DIRECTION: Please copy the rows below word for word, from the line containing "Target: thin twig" through the end of the rows, including both ends and nothing else.

● ● ● ● ●

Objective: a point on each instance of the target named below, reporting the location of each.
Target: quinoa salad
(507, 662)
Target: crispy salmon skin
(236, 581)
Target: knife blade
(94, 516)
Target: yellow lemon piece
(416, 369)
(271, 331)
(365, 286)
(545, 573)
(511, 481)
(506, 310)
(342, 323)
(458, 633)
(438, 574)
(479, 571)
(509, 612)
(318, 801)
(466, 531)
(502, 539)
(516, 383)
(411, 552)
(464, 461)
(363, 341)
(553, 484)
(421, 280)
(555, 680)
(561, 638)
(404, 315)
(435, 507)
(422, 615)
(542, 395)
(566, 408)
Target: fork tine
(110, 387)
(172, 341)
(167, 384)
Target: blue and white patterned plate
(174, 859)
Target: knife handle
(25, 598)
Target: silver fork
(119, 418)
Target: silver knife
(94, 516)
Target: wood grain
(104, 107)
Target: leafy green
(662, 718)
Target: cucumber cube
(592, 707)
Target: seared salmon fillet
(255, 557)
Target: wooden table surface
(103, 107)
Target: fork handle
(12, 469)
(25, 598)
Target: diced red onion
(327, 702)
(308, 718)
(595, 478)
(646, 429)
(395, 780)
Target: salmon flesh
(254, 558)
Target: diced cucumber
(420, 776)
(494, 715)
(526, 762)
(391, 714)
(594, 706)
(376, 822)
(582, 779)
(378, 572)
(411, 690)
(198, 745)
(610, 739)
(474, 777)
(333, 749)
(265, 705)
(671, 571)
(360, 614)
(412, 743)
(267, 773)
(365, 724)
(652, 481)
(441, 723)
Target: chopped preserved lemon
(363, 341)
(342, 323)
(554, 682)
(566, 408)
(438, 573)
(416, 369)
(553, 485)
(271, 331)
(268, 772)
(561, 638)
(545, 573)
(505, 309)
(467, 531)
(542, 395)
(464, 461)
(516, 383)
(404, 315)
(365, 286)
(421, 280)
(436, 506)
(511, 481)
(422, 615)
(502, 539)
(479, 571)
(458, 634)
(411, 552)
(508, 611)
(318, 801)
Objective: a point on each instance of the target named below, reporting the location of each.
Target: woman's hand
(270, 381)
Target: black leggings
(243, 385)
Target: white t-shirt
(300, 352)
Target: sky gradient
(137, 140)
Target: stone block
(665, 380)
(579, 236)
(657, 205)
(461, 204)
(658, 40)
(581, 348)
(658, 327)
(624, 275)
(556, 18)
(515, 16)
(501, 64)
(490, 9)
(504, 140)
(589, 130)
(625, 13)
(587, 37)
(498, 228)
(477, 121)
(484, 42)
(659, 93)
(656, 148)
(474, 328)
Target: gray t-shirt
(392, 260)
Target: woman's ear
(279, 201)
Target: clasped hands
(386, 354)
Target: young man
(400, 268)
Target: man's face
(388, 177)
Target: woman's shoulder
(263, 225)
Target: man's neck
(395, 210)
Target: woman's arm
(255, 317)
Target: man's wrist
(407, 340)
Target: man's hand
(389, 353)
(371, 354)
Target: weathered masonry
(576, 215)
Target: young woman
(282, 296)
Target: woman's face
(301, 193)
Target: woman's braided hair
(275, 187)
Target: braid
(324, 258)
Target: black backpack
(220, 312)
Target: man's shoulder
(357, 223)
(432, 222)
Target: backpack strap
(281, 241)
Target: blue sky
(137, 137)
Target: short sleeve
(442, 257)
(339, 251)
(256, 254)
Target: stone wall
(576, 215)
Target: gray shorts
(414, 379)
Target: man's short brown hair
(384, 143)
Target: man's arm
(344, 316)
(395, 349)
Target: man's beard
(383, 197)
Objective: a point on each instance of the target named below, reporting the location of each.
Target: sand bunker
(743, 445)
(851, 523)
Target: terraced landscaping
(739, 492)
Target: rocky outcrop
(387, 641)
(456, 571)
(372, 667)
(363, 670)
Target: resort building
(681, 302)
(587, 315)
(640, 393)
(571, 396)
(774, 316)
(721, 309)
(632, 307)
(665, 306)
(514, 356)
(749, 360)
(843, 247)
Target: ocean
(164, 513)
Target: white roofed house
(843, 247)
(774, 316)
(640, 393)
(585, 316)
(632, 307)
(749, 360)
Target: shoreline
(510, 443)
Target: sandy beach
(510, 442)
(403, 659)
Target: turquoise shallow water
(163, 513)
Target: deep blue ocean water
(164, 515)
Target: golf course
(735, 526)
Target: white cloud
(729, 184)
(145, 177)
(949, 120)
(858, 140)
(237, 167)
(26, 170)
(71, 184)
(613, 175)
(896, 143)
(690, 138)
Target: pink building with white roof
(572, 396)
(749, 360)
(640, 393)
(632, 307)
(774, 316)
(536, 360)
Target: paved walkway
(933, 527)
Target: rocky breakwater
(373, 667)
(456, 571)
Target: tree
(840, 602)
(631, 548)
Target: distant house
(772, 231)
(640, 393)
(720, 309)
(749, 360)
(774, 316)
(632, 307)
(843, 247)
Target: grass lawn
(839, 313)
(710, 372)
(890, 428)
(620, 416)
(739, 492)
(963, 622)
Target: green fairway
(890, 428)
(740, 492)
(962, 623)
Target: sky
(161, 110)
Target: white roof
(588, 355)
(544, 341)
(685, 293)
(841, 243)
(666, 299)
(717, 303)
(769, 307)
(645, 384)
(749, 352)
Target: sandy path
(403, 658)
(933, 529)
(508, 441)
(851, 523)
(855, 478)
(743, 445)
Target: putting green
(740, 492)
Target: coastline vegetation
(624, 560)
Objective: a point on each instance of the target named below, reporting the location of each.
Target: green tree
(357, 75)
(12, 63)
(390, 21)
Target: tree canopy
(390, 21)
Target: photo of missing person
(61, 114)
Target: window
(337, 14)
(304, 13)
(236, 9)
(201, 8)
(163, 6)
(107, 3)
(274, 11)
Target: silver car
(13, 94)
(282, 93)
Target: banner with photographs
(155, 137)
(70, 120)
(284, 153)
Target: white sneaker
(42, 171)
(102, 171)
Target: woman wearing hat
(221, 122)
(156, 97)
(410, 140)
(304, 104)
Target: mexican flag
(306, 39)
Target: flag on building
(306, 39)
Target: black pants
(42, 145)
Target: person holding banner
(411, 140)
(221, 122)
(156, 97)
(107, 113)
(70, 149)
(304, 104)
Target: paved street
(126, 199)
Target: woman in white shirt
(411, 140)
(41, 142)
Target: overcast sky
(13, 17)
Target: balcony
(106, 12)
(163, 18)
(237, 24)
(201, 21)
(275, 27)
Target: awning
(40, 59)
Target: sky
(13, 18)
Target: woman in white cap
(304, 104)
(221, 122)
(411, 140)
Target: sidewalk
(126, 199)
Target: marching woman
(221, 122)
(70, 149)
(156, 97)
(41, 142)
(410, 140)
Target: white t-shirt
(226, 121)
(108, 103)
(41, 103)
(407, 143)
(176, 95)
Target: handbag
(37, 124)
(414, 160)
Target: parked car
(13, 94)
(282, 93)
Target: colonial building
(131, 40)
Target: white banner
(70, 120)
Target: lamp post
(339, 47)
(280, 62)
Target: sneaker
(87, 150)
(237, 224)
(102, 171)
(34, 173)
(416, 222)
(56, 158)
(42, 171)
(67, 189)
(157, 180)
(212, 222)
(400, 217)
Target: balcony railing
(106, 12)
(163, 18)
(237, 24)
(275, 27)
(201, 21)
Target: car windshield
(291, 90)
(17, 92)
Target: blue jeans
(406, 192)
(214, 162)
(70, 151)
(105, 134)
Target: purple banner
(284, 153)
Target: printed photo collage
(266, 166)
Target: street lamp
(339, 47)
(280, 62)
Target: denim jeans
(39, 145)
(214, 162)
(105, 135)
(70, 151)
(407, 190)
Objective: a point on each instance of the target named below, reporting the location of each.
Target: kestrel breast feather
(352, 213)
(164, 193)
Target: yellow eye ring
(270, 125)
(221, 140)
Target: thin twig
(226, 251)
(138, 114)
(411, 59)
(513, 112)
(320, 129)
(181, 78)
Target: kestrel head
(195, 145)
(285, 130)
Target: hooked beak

● ● ● ● ●

COMPLETE RESPONSE:
Target: thin twig
(226, 251)
(138, 114)
(411, 59)
(513, 112)
(320, 129)
(181, 78)
Target: kestrel head
(195, 145)
(285, 130)
Target: hooked beak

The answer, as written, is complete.